Text block =>
* * * * * * *

The unusual and legally dubious arrangement is a striking reversal for the Trump administration, which banned all H20 sales to China earlier this year. The president reportedly changed his mind about the issue after meeting with Nvidia CEO Jensen Huang, who has argued that allowing Chinese companies to buy H20s doesn’t pose a risk to US national security.

On one hand, this is a simple story about a president who appears to have been influenced by a powerful executive lobbying in his company’s interest. But beneath the surface, there’s a much more interesting and complicated saga about how we got here.

Nvidia introduced the H20 last year after the US government banned the company from selling a more powerful chip, the H800, to China. The move was part of an ambitious project orchestrated by Biden administration officials who believed the United States needed to prevent China from developing advanced artificial intelligence first.

For the past few months, I’ve been working closely with Graham Webster, a researcher at Stanford University who sought to understand how and why the Biden team decided the US needed to curb China’s access to advanced semiconductors in the first place. Today, WIRED is publishing Graham’s definitive account of what really happened behind the scenes, based on interviews with more than 10 former US officials and policy experts, some of whom spoke on the condition of anonymity.

“I did this piece because the official legal justification for the controls, military and human rights, was obviously never the whole story,” Graham told me. “Clearly AI was in the mix, and I wanted to understand why in some depth.”

* * * * * * *

Excerpted data =>

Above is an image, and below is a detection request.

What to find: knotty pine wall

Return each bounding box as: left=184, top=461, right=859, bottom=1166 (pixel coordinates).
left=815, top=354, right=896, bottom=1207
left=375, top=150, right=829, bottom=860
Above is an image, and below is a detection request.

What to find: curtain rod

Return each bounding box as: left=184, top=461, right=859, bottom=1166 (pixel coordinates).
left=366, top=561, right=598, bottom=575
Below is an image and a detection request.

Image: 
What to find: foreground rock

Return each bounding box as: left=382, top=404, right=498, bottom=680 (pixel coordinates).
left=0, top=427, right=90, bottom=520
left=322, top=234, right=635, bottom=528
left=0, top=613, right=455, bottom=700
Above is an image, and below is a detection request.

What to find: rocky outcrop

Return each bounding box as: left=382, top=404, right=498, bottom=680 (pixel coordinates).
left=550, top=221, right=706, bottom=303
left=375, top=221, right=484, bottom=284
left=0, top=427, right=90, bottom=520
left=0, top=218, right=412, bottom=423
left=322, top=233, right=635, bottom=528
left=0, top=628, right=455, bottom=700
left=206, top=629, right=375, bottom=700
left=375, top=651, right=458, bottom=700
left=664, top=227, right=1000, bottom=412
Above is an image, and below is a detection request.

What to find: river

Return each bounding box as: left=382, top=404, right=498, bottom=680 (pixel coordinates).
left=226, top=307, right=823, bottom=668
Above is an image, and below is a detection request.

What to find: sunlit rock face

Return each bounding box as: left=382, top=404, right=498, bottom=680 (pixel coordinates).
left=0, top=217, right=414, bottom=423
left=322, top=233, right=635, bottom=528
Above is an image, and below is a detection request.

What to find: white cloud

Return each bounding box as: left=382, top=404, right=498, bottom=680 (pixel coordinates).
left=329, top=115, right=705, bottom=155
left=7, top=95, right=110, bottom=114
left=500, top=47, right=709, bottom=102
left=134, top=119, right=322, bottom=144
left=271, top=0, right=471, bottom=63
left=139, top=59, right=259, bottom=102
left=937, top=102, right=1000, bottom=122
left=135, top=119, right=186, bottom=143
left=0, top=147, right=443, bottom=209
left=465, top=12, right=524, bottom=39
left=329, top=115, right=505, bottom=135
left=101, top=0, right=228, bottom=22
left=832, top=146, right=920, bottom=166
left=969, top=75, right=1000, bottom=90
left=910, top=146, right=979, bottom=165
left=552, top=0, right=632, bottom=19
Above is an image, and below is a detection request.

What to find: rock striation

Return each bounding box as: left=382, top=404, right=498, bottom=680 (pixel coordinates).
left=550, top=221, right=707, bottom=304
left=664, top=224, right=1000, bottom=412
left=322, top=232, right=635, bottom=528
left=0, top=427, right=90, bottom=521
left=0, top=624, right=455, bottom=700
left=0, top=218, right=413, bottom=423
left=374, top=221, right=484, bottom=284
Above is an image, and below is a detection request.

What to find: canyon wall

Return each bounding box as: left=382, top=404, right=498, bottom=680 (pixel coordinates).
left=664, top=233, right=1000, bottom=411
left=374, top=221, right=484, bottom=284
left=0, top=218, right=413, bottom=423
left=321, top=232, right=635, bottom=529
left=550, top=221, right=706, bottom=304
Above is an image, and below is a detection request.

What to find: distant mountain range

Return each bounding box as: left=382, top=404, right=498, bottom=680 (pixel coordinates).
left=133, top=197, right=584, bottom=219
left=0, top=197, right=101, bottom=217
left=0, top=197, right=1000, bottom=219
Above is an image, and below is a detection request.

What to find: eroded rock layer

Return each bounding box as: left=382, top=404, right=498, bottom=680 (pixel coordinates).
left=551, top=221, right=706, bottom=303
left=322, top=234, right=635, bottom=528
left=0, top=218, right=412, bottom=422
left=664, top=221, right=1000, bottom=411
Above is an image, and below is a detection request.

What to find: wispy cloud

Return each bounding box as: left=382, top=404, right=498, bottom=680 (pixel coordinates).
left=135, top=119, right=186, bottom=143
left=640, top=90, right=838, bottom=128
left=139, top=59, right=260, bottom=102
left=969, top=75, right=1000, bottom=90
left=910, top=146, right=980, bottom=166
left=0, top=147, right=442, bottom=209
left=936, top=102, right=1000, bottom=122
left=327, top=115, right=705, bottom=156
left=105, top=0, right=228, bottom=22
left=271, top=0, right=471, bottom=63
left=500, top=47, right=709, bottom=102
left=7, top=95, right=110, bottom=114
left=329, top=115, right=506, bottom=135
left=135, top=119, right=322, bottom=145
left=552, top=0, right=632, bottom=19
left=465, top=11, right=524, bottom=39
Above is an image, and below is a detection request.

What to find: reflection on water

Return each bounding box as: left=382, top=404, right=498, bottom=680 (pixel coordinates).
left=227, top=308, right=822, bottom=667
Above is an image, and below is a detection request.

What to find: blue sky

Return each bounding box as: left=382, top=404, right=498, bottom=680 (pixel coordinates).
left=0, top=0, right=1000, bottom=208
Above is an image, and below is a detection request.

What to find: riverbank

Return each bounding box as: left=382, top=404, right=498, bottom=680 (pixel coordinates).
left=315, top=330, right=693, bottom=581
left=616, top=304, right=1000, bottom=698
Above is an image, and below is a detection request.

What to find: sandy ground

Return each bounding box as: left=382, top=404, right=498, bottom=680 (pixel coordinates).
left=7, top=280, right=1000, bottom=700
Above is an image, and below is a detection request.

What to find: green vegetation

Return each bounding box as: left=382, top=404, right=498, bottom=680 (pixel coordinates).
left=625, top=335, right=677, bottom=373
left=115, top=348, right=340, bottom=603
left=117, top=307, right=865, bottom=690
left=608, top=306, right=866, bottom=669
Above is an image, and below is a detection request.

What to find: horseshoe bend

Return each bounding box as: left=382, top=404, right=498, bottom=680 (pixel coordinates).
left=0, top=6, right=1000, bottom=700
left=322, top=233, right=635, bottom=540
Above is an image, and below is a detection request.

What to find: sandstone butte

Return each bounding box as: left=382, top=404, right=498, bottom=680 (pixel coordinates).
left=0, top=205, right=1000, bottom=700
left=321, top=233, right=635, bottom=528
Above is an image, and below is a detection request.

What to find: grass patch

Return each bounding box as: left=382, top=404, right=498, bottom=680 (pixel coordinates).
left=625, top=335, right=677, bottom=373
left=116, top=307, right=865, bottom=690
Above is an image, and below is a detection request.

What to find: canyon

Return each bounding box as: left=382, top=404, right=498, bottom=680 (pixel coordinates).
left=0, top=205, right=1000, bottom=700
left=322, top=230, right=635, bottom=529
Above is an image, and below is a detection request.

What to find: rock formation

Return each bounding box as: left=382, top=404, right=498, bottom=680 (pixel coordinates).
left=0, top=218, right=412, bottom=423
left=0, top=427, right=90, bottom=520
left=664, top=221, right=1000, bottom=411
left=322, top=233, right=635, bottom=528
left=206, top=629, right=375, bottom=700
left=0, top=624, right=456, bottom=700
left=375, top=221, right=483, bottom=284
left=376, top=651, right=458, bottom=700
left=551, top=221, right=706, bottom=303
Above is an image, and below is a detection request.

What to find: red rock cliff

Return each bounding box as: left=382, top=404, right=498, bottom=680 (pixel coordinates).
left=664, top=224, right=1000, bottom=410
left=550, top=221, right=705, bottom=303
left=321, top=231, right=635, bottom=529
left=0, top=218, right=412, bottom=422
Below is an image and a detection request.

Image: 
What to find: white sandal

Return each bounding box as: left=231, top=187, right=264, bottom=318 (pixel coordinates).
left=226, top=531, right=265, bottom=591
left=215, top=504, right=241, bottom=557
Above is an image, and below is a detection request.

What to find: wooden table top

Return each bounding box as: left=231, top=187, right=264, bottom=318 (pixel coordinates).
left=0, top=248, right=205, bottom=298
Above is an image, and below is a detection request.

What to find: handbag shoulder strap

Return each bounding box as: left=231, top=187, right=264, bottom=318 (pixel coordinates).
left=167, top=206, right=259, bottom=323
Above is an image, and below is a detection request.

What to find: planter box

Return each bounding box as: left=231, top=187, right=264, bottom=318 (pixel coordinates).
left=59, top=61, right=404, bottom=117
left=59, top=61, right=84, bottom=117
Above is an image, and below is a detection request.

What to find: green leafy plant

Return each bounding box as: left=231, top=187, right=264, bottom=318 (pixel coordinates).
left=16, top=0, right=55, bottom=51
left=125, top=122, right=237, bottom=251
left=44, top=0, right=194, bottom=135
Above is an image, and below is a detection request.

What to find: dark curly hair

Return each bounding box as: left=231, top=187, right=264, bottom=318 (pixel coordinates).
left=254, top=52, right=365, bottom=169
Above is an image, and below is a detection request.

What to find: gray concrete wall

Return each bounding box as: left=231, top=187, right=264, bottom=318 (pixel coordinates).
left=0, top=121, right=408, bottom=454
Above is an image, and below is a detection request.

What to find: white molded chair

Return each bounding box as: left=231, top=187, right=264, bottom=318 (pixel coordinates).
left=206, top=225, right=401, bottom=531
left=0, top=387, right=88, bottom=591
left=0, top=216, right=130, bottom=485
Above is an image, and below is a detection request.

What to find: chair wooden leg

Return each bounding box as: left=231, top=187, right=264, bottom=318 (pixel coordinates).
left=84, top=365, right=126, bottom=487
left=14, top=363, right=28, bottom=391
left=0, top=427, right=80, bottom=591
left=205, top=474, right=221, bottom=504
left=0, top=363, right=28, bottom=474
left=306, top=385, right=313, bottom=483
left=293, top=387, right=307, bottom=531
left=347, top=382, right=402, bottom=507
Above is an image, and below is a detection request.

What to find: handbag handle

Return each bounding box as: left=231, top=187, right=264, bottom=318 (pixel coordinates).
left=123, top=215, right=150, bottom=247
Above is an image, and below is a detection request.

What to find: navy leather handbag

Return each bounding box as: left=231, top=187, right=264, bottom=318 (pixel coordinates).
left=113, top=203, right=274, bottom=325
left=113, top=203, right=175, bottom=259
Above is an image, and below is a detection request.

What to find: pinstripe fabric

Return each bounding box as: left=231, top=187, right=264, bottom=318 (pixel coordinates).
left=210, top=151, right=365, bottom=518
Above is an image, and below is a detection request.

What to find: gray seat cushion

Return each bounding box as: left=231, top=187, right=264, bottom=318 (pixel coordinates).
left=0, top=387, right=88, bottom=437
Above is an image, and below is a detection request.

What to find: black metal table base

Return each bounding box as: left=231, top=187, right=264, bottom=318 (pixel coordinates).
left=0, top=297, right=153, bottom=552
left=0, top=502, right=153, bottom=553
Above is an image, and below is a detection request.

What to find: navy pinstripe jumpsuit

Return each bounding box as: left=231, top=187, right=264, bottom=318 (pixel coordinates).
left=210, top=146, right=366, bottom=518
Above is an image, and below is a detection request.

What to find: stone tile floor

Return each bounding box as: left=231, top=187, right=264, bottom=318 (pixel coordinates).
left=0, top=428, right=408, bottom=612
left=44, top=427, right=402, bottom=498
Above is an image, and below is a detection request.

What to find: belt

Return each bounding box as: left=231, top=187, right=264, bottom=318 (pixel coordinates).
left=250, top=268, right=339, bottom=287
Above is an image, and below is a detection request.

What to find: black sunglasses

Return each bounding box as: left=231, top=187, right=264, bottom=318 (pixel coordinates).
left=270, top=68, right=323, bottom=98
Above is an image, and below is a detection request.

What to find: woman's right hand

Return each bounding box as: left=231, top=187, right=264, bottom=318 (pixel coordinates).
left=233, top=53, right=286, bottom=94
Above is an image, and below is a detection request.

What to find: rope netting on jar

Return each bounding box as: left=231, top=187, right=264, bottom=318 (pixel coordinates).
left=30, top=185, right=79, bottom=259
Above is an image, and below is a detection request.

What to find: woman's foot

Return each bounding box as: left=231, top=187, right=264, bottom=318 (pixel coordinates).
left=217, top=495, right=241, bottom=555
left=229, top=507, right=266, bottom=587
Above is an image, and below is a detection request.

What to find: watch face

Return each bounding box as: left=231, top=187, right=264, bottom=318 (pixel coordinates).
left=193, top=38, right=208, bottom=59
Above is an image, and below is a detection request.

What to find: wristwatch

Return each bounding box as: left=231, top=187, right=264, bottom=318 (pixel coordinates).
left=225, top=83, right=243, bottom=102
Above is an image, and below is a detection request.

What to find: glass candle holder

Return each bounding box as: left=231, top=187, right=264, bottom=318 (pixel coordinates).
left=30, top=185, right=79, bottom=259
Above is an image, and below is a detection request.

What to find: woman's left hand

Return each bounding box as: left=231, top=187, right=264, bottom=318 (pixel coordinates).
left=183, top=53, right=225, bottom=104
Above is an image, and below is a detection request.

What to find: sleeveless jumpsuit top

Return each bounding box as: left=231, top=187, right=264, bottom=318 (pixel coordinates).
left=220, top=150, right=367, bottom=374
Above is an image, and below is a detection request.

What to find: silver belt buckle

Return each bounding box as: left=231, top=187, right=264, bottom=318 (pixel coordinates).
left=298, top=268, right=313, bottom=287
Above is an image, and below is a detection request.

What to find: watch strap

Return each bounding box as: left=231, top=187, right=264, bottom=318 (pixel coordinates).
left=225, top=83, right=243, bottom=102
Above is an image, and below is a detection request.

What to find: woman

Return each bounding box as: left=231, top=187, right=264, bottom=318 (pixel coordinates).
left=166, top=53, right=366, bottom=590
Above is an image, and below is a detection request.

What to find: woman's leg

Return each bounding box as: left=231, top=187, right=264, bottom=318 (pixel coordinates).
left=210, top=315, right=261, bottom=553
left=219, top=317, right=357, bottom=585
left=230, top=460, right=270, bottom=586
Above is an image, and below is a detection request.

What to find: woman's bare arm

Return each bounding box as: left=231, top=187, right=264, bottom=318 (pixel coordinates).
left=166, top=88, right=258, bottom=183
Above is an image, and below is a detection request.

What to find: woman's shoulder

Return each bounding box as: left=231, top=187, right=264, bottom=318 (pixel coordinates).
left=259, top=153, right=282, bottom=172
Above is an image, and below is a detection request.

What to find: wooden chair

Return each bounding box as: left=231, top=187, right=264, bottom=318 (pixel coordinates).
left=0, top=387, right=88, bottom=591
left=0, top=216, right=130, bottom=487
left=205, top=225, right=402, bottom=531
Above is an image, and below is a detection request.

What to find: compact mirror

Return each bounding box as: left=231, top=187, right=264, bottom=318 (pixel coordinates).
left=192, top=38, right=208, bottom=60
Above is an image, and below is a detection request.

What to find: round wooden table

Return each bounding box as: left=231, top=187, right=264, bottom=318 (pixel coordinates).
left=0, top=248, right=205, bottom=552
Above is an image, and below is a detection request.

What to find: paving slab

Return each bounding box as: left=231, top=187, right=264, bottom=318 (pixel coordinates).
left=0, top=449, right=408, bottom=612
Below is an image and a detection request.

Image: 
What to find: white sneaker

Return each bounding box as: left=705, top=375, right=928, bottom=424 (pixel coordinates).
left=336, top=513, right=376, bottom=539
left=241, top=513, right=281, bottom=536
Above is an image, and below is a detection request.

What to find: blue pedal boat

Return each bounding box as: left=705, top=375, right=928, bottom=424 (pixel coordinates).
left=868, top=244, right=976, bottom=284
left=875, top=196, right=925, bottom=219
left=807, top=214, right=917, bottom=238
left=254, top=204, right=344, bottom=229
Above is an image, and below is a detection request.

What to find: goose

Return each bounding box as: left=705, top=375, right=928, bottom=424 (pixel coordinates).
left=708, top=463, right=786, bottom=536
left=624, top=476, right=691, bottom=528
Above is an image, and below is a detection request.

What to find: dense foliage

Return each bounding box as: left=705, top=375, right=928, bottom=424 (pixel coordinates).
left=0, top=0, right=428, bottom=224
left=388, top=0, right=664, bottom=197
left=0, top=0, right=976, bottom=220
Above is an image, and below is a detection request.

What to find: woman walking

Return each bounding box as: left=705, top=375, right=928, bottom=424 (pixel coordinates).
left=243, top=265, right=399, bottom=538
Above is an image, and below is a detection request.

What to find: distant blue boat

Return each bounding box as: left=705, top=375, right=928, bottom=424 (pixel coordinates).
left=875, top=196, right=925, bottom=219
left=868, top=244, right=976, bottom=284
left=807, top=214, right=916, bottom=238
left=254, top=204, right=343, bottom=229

* * * * * * *

What is asked =>
Copy the text on Nvidia's H20 chip sales to China word for word, in full.

Solution below =>
The unusual and legally dubious arrangement is a striking reversal for the Trump administration, which banned all H20 sales to China earlier this year. The president reportedly changed his mind about the issue after meeting with Nvidia CEO Jensen Huang, who has argued that allowing Chinese companies to buy H20s doesn’t pose a risk to US national security.

On one hand, this is a simple story about a president who appears to have been influenced by a powerful executive lobbying in his company’s interest. But beneath the surface, there’s a much more interesting and complicated saga about how we got here.

Nvidia introduced the H20 last year after the US government banned the company from selling a more powerful chip, the H800, to China. The move was part of an ambitious project orchestrated by Biden administration officials who believed the United States needed to prevent China from developing advanced artificial intelligence first.

For the past few months, I’ve been working closely with Graham Webster, a researcher at Stanford University who sought to understand how and why the Biden team decided the US needed to curb China’s access to advanced semiconductors in the first place. Today, WIRED is publishing Graham’s definitive account of what really happened behind the scenes, based on interviews with more than 10 former US officials and policy experts, some of whom spoke on the condition of anonymity.

“I did this piece because the official legal justification for the controls, military and human rights, was obviously never the whole story,” Graham told me. “Clearly AI was in the mix, and I wanted to understand why in some depth.”